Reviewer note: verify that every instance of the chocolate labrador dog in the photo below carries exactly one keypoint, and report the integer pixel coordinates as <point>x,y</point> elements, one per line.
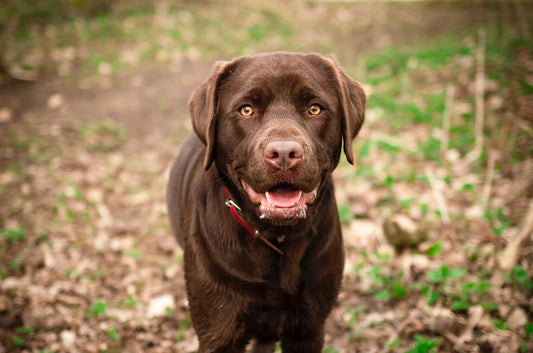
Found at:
<point>251,200</point>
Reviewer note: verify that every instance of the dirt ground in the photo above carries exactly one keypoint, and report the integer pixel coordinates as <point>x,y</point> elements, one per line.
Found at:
<point>88,261</point>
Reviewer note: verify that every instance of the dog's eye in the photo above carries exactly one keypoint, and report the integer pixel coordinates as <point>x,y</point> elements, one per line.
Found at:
<point>315,109</point>
<point>246,110</point>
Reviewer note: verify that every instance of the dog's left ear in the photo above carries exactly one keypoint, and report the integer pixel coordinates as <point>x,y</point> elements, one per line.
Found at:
<point>353,100</point>
<point>202,107</point>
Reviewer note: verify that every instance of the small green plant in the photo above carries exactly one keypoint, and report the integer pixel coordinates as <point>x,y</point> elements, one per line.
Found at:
<point>529,330</point>
<point>519,278</point>
<point>439,279</point>
<point>25,330</point>
<point>434,249</point>
<point>423,344</point>
<point>345,214</point>
<point>13,235</point>
<point>129,303</point>
<point>501,325</point>
<point>18,341</point>
<point>98,308</point>
<point>112,334</point>
<point>473,293</point>
<point>498,221</point>
<point>134,254</point>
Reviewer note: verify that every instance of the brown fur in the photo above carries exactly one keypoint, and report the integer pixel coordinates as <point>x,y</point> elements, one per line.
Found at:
<point>239,289</point>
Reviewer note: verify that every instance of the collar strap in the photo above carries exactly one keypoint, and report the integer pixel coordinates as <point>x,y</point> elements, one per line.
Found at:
<point>235,212</point>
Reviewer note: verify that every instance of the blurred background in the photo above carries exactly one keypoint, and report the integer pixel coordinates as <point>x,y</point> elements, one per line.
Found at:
<point>437,215</point>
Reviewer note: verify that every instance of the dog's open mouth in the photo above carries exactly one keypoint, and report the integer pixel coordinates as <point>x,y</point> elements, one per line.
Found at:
<point>284,201</point>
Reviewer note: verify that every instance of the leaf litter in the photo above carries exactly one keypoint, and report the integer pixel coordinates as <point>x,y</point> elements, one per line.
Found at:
<point>88,264</point>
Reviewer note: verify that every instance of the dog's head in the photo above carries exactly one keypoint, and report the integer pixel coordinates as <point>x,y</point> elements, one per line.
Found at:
<point>274,124</point>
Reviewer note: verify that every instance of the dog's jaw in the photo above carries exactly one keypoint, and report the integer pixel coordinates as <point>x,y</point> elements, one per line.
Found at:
<point>282,203</point>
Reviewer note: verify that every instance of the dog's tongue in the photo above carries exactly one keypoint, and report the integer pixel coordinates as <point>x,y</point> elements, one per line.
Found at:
<point>284,197</point>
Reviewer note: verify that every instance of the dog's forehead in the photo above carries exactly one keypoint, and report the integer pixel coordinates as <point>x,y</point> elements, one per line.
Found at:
<point>282,73</point>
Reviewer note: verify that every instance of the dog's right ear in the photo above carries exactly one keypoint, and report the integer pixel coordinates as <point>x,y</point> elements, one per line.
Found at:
<point>203,106</point>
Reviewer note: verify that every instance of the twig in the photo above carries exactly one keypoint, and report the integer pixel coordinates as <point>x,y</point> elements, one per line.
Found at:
<point>479,92</point>
<point>522,182</point>
<point>512,251</point>
<point>487,187</point>
<point>439,197</point>
<point>520,13</point>
<point>105,216</point>
<point>446,116</point>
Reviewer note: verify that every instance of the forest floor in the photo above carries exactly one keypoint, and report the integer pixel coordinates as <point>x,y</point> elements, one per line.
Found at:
<point>432,213</point>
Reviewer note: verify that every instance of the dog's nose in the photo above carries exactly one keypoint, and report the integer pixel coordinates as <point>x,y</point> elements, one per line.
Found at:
<point>284,154</point>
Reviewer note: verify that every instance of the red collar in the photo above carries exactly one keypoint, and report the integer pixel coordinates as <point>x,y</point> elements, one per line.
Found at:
<point>235,212</point>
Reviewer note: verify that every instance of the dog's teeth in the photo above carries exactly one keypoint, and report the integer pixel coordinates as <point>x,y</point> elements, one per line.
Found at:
<point>269,200</point>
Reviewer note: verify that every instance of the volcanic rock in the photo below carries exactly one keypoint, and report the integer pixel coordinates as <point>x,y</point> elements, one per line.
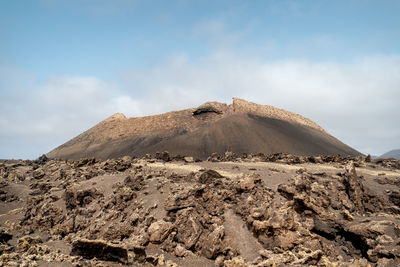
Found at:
<point>241,127</point>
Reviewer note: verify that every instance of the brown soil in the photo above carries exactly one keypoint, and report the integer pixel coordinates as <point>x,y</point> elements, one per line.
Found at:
<point>257,210</point>
<point>241,127</point>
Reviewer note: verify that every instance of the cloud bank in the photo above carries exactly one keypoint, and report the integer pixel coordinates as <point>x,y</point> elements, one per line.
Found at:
<point>357,102</point>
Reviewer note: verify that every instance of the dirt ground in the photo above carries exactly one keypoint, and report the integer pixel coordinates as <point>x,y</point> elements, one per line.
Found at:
<point>230,210</point>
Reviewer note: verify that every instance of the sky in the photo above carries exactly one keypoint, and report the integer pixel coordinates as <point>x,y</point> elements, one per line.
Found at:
<point>66,65</point>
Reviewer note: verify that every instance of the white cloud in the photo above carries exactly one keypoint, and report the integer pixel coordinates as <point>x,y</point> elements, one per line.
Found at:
<point>356,102</point>
<point>56,110</point>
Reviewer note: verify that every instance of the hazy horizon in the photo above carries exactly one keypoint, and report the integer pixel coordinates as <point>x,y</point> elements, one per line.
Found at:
<point>67,65</point>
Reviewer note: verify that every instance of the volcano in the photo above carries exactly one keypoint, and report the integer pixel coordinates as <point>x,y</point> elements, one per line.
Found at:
<point>241,127</point>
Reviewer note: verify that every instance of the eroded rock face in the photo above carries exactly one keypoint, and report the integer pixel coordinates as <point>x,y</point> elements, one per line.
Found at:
<point>89,212</point>
<point>99,249</point>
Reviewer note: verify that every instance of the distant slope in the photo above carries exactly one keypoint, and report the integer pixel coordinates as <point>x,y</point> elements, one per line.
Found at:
<point>212,127</point>
<point>392,154</point>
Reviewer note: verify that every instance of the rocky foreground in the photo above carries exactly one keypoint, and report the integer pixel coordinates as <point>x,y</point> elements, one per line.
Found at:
<point>260,210</point>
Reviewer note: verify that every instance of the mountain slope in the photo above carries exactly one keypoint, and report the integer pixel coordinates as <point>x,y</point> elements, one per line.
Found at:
<point>392,154</point>
<point>241,127</point>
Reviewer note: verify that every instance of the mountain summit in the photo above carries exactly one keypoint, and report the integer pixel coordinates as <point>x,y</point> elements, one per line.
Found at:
<point>241,127</point>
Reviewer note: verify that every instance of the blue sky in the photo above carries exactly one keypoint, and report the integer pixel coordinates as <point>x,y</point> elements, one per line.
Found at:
<point>65,65</point>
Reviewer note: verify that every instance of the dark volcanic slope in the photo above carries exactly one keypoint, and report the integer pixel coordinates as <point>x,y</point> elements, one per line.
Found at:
<point>392,154</point>
<point>242,127</point>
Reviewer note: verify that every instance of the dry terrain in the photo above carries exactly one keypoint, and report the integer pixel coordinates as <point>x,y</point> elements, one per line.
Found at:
<point>229,210</point>
<point>242,127</point>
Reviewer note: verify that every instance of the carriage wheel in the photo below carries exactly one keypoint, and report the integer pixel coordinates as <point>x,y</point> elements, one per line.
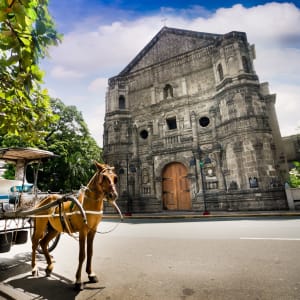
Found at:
<point>52,244</point>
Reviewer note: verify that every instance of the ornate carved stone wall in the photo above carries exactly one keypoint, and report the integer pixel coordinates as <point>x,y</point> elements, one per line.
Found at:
<point>193,100</point>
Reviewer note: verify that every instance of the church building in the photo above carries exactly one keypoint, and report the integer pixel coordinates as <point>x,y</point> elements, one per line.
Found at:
<point>189,127</point>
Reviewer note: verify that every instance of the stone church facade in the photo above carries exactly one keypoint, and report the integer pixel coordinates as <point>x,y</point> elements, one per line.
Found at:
<point>188,126</point>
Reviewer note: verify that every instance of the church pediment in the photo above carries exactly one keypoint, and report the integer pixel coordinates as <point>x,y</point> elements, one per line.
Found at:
<point>168,43</point>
---
◆ **GOAL**: From the line containing "Reviewer note: verify that every instance of the dry" through the last line of the records, both included, output those lines exactly and nothing else; skip the pictures.

◆ **FINISHED TASK**:
Reviewer note: verify that every instance of the dry terrain in the photo above carries exactly one keypoint, and report the integer pixel coordinates as <point>x,y</point> elements, one per line.
Found at:
<point>229,210</point>
<point>242,127</point>
Reviewer note: verify that every instance of the carriage wheel in the photo below carries exactly one keypoint, and report the integer pixel coordinates as <point>x,y</point> elements, one per line.
Found at:
<point>52,244</point>
Reviewer note: verify that every instance of the ornate carved stone wall in the photo above carries exactly one keypoint, and report the integer pixel coordinates as <point>x,y</point> elements, one per line.
Found at:
<point>193,100</point>
Reviewer note: verify that every instance of the church building in the photo above carries exactly one keypoint, and report the integer pixel coordinates as <point>x,y</point> elements, one per line.
Found at:
<point>189,127</point>
Reviewer note: verify that every instance of the stone church facade in the photo above carries exactly one keypoint, and report the integer pixel coordinates as <point>x,y</point> elements, one per line.
Found at:
<point>188,126</point>
Reviewer note: verify that every instance of the church pediment in the photo above carries exactly one keypoint, and report the integer pixel coordinates as <point>x,y</point> elements, one per line.
Found at:
<point>168,43</point>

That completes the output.